§ **Selection**
......

Briefly: in our opinion, full speculative short positions (100% of the regular position size) in gold, silver, and senior (but not junior) mining stocks are justified from the risk/reward point of view at the moment of publishing this Alert. The short positions in junior mining stocks were automatically closed yesterday at $26.53 (GDXJ), which means that the JDST positions were also closed, likely close to $24 or so. As a reminder, we had opened the latter on Feb 21st, below $8, and we increased them to 250% size of the regular position size on Feb 25th, below $9. Please note that we are decreasing the size of the short position in gold, silver, and senior miners, which means that most of the position (the move is from 250% to 100% of the position size) should be closed and profits taken off the table. The easy and moderate parts of this particular short-term slide are over, and we are entering a more difficult time.
In yesterday's intraday Gold & Silver Trading Alert, we moved the binding profit-take levels for the GDXJ lower and they were hit later during the day. This means that both: GDXJ and/or JDST positions were closed, at a huge profit.

......

§ **Provided material**
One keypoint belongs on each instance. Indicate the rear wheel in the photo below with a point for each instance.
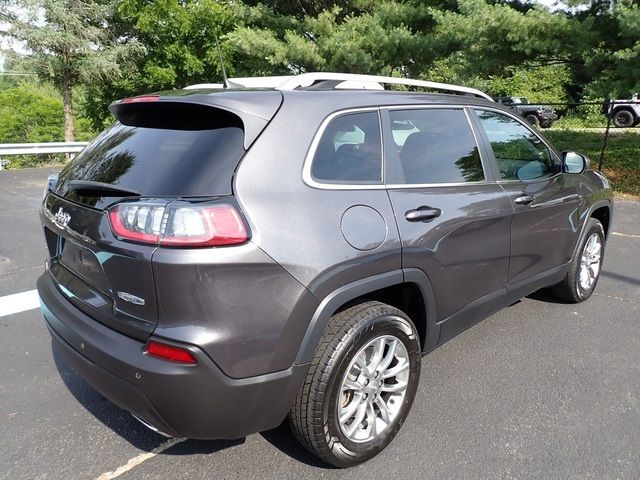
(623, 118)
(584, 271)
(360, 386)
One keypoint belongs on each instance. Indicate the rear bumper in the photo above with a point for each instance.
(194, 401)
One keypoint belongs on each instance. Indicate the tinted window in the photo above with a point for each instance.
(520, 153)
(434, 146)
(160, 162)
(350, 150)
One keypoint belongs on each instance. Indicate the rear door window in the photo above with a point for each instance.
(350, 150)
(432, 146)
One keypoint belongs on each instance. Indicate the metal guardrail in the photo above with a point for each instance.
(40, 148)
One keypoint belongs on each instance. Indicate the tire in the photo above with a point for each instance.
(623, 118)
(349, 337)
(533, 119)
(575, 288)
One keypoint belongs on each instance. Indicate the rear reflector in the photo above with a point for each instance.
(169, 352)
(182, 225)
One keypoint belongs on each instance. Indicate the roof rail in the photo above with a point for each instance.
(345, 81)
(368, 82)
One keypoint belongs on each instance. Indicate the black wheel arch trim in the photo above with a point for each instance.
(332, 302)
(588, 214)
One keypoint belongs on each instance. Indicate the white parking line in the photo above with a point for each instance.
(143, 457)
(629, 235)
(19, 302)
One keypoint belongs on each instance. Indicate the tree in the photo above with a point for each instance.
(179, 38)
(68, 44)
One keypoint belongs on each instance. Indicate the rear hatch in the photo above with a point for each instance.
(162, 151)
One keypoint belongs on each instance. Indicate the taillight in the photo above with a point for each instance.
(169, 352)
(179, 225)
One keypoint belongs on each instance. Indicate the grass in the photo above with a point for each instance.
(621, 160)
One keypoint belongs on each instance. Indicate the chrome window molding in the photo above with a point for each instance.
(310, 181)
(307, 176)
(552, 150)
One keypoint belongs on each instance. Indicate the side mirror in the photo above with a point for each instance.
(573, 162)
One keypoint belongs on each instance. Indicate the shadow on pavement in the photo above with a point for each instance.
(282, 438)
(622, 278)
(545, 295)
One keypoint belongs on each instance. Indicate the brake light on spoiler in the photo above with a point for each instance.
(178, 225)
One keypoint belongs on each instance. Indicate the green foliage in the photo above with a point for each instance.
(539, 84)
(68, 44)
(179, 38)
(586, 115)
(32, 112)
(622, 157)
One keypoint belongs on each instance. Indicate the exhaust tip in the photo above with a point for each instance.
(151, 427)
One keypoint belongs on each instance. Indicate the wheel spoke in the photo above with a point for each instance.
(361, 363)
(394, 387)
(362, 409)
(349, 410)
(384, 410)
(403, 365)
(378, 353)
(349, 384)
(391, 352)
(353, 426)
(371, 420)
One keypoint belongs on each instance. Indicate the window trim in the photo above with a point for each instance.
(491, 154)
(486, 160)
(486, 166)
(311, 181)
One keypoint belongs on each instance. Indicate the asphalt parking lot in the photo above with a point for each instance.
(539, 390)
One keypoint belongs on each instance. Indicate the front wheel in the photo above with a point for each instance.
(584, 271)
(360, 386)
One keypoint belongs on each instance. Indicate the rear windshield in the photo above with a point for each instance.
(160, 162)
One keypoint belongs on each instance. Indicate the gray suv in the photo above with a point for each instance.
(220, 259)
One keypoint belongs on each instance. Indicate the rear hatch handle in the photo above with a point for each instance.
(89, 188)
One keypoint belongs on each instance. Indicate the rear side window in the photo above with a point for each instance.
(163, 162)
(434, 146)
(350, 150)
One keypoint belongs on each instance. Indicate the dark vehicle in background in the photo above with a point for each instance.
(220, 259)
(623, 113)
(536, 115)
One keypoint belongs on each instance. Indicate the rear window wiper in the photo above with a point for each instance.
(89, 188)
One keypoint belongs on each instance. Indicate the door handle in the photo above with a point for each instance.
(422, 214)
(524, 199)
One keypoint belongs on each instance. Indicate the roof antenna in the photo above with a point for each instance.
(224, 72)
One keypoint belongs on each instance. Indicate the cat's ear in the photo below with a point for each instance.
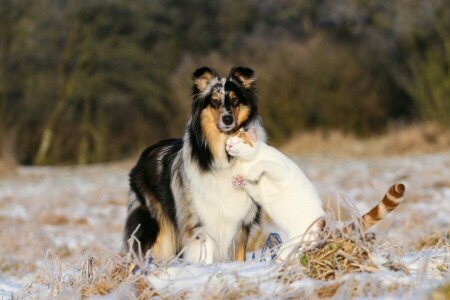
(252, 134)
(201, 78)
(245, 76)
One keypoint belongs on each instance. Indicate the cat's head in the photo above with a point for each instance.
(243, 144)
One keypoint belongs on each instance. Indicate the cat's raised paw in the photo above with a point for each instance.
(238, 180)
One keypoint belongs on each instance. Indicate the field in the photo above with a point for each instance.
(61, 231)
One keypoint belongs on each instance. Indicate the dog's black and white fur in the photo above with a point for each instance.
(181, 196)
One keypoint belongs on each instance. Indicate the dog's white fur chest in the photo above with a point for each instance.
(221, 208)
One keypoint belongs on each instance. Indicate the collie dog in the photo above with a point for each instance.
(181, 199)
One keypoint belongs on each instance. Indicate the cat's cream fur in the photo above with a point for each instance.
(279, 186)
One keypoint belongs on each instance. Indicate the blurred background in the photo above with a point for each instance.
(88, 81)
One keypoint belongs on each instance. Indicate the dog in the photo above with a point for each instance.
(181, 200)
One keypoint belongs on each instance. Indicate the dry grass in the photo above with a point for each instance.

......

§ **Stated exercise 1**
Copy the trading alert above word for word, from "In yesterday's intraday" to "a huge profit.".
§ **Stated exercise 2**
Translate this sentence from the trading alert above into Spanish: "The easy and moderate parts of this particular short-term slide are over, and we are entering a more difficult time."

§ **Correct output 1**
In yesterday's intraday Gold & Silver Trading Alert, we moved the binding profit-take levels for the GDXJ lower and they were hit later during the day. This means that both: GDXJ and/or JDST positions were closed, at a huge profit.

§ **Correct output 2**
Las fases fácil y moderada de esta caída concreta a corto plazo ya han terminado, y estamos entrando en un período más difícil.